## Excerpted data
▬▬▬▬▬▬
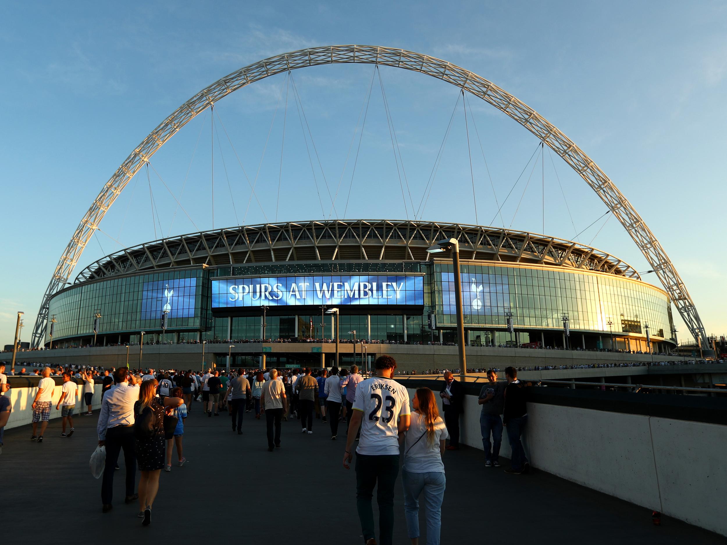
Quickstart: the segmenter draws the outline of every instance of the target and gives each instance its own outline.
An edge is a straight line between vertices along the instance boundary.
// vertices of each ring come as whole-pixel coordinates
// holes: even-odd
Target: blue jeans
[[[419,496],[424,492],[424,503],[427,506],[427,545],[439,545],[442,500],[446,485],[444,473],[413,473],[403,469],[401,480],[404,485],[404,514],[409,538],[419,537]]]
[[[502,443],[502,419],[499,414],[480,414],[482,431],[482,448],[486,461],[499,461],[499,448]],[[492,451],[490,451],[490,434],[492,434]]]
[[[520,440],[520,437],[525,431],[527,424],[528,415],[510,419],[507,421],[507,439],[510,440],[510,448],[513,451],[510,460],[513,469],[515,471],[522,471],[526,462],[528,461],[528,459],[525,457],[523,442]]]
▬▬▬▬▬▬
## What you should do
Copy the material above word for word, from its start through the line that contains "Target: blue jeans", with both ends included. Leave the picture out of your answer.

## Full output
Quickstart: the segmenter draws the outline of every instance of the target and gives each instance its own outline.
An edge is a straight line between vertices along the instance boundary.
// vertices of each ring come as whole-pixel coordinates
// holes: even-odd
Target: blue jeans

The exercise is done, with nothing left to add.